Your output should be the records below, word for word and picture-free.

_ _ _ _ _ _ _

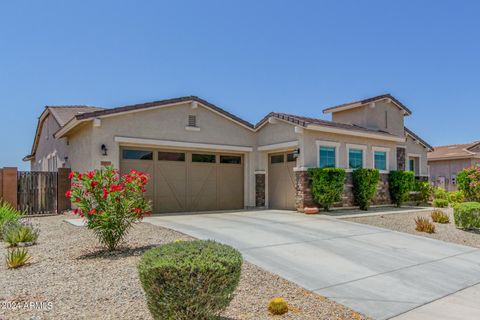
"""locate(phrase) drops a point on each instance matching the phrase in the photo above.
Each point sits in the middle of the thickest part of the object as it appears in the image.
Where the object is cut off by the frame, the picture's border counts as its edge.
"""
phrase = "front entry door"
(281, 180)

_ _ _ _ _ _ _

* [Solution for this problem]
"""locate(phrase) drops a point on each instance matching the phrase in the photo above.
Each point sits in the middle of the thickest part of the object as it appears in the image.
Where the object is cut off by the frame, the picture's border counts as its edge.
"""
phrase = "front entry door"
(281, 180)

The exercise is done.